■ **本文**
—————

筆者が現在生活をしているスペイン・バルセロナを中心に、足を運んだインテリアショップで目に留まったものやお店の印象などについて個人的かつ主観的な目線で書き記します。

Azul Tierra とは

いくつものソファや長テーブル、棚がゆったりと並んでいるのに圧迫感がないどころか、それらが小さいものに感じられる…….。実際にはお屋敷のように広い空間以外では扱えないようなサイズのラグジュアリーな家具ばかりだ。

デザイナーでデコレーターであるToni Espuchが手がけるAzul Tierra Barcelonaは芸術的なスタイリングとラグジュアリーな佇まいで他を大きく引き離すインテリアショップ。

1994年に1号店をアリカンテに、2012年に2号店をバルセロナにオープン。今回訪れたバルセロナ店は1,300㎡の店舗面積を誇る。

(下記写真は公式HPより拝借)

わくわくしたもの

入店した瞬間から別世界のインテリアに囲まれる高揚感。家具のサイズがそもそも一般邸宅用ではなく、スウィートルームかお屋敷か……というものなので、Azul Tierraがメインに捉えている顧客層はそういった生活をされる人たちかサロンやプライベートホテルなど特別感のある空間の内装(つまりB to B)だと想像できる。

でも、味わうだけなら一般人にもできる!私の場合、ここまでのラグジュアリー空間を想像しておらずスタッフ全員がスーツ姿で迎えてくれるこのお店に古着スタイルで来てしまったことが急に恥ずかしくなってしまったので、小綺麗な格好でいくとドギマギしなくて済むかな……とは思うけれど、自分が怖気付かなければ問題ない。

考えてみれば、自分の家のサイズ、自分が悩まずに買えるもの以外のものを見れる機会は昨今貴重なのかもしれない。全世界的なSTAY HOMEを経て、業界全体の低迷期が続いてきたインテリアショップはむしろ好機を迎えているとも言える。一方で、実はどのお店もよく似ていてバリエーションに乏しい、という問題は深刻化しているように感じている。

手頃なデザイン・手頃な価格で買えるものを揃えるお店を街やオンラインで見つけるのは簡単なのに、自分の理想の空間を描く栄養になるような素敵なものを見せてくれるお店を見つけることは難しい。

—————

■ **提供資料**
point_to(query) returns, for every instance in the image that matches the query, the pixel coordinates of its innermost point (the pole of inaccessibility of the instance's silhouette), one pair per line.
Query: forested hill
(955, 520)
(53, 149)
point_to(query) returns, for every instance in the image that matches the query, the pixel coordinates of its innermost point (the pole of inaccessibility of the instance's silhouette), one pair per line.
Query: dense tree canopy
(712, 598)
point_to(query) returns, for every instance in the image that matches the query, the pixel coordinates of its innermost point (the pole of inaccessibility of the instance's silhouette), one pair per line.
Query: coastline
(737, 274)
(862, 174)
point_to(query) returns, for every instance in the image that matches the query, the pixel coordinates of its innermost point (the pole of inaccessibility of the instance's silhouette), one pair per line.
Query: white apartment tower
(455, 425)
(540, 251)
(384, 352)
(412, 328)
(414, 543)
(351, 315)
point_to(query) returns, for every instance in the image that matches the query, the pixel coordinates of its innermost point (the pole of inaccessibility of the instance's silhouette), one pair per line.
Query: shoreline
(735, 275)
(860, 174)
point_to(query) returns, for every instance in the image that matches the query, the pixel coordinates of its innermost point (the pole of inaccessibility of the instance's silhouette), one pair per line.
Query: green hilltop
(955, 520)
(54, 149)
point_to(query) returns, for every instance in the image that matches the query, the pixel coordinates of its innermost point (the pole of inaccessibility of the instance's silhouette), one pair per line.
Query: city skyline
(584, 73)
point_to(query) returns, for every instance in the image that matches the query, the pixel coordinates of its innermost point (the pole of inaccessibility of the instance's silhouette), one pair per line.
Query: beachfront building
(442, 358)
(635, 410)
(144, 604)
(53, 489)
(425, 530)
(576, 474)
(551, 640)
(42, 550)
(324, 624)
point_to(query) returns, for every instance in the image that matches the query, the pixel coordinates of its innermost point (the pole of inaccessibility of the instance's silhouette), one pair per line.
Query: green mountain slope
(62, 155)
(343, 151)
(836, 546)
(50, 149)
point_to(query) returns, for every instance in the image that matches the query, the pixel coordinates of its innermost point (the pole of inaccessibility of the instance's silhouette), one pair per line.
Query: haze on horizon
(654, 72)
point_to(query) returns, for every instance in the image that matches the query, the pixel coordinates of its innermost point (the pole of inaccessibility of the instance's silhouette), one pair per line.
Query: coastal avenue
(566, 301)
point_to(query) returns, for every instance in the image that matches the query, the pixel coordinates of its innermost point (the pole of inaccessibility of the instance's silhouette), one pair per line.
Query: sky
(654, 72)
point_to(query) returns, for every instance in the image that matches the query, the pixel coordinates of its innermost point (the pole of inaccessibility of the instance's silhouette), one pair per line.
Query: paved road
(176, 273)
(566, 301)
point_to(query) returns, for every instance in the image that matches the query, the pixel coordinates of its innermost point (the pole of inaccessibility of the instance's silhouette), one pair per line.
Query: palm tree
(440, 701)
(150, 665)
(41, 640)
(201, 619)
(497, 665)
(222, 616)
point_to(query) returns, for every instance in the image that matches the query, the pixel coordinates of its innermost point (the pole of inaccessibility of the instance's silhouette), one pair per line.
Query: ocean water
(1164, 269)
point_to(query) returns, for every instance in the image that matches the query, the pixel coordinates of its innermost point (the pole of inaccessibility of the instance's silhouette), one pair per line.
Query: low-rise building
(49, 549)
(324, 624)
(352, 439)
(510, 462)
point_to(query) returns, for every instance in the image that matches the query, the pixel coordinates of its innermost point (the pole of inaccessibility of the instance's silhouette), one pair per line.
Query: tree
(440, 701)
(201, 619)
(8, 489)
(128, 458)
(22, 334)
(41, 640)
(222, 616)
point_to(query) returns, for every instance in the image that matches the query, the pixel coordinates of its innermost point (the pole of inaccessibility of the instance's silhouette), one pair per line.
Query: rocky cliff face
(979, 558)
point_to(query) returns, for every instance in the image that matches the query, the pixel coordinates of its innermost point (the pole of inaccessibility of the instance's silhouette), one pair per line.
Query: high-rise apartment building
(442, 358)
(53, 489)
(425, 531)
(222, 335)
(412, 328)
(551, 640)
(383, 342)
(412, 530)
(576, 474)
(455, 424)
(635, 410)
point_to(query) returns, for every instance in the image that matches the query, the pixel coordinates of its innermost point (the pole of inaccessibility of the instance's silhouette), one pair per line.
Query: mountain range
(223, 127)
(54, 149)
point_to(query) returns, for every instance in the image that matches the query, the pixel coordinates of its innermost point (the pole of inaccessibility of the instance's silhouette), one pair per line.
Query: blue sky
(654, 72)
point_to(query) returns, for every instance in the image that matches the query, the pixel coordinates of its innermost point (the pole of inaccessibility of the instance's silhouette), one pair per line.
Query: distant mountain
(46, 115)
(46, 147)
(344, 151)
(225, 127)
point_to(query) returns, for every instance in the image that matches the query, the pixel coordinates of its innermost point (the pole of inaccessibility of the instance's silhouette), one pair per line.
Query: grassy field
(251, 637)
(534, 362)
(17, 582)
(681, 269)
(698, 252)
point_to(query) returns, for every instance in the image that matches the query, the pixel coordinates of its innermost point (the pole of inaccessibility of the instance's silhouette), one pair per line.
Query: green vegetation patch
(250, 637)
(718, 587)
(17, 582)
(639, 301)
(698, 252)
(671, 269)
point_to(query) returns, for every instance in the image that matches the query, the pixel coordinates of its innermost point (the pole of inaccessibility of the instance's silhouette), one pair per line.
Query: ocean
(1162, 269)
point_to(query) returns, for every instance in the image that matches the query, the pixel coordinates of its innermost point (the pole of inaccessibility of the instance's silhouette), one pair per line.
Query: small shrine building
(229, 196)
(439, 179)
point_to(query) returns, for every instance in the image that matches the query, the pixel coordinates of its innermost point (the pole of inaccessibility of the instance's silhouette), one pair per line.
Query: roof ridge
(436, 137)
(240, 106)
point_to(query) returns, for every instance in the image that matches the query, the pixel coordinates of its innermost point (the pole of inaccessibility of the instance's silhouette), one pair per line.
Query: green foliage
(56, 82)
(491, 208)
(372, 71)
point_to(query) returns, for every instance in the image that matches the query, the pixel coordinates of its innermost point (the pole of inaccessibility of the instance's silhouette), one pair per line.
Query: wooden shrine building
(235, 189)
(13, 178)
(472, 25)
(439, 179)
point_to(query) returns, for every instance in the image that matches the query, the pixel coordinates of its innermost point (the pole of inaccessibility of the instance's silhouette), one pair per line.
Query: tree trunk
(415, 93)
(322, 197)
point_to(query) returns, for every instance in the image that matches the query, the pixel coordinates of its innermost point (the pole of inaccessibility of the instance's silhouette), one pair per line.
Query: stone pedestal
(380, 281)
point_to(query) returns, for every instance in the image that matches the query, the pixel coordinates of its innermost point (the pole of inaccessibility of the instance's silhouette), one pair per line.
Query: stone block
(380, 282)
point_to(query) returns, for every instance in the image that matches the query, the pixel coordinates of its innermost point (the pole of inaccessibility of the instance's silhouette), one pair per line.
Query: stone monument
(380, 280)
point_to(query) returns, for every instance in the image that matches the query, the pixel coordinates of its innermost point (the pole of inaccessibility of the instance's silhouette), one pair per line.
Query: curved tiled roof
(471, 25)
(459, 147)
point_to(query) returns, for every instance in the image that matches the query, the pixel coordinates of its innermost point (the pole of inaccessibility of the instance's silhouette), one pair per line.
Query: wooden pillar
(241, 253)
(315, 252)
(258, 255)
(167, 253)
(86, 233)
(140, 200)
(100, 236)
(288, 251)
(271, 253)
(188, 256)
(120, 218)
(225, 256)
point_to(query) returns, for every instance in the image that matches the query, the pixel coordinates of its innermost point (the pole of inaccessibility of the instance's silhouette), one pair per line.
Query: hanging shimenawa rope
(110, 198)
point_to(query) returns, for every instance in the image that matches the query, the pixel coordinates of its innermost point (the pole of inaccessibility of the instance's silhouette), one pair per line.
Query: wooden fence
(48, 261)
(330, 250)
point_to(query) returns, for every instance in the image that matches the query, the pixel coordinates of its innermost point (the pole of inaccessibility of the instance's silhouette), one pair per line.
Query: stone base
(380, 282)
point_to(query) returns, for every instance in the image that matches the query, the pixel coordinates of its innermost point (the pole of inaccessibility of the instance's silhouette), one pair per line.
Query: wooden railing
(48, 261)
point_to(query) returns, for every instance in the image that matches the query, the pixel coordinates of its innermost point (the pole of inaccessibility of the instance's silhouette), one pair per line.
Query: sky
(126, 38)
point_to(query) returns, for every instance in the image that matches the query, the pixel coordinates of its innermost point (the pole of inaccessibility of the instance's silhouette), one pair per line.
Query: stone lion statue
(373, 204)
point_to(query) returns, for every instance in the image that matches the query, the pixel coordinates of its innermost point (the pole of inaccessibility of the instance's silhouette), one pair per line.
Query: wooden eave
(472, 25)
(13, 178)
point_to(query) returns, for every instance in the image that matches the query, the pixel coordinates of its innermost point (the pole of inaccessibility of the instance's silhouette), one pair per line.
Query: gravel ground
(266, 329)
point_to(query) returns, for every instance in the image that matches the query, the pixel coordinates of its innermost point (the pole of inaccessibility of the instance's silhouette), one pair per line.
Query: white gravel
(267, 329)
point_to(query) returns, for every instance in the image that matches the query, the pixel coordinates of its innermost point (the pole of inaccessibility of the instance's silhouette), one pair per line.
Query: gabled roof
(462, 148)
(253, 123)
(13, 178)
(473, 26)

—————

■ **課題一覧**
A: 本文の「1994年に1号店を」で始まる段落を、主な事実を残したまま箇条書きに書き直してもらえますか？
B: 本文の「(下記写真は公式HPより拝借)」から「お店を見つけることは難しい。」までを、一字一句変えずに書き写してもらえますか？
エントリーは本文とは別の資料です。

■ **解答一覧**
A:
- 1994年：アリカンテに1号店をオープン
- 2012年：バルセロナに2号店をオープン
- 今回訪れたバルセロナ店の店舗面積は1,300㎡

B:
(下記写真は公式HPより拝借)

わくわくしたもの

入店した瞬間から別世界のインテリアに囲まれる高揚感。家具のサイズがそもそも一般邸宅用ではなく、スウィートルームかお屋敷か……というものなので、Azul Tierraがメインに捉えている顧客層はそういった生活をされる人たちかサロンやプライベートホテルなど特別感のある空間の内装(つまりB to B)だと想像できる。

でも、味わうだけなら一般人にもできる!私の場合、ここまでのラグジュアリー空間を想像しておらずスタッフ全員がスーツ姿で迎えてくれるこのお店に古着スタイルで来てしまったことが急に恥ずかしくなってしまったので、小綺麗な格好でいくとドギマギしなくて済むかな……とは思うけれど、自分が怖気付かなければ問題ない。

考えてみれば、自分の家のサイズ、自分が悩まずに買えるもの以外のものを見れる機会は昨今貴重なのかもしれない。全世界的なSTAY HOMEを経て、業界全体の低迷期が続いてきたインテリアショップはむしろ好機を迎えているとも言える。一方で、実はどのお店もよく似ていてバリエーションに乏しい、という問題は深刻化しているように感じている。

手頃なデザイン・手頃な価格で買えるものを揃えるお店を街やオンラインで見つけるのは簡単なのに、自分の理想の空間を描く栄養になるような素敵なものを見せてくれるお店を見つけることは難しい。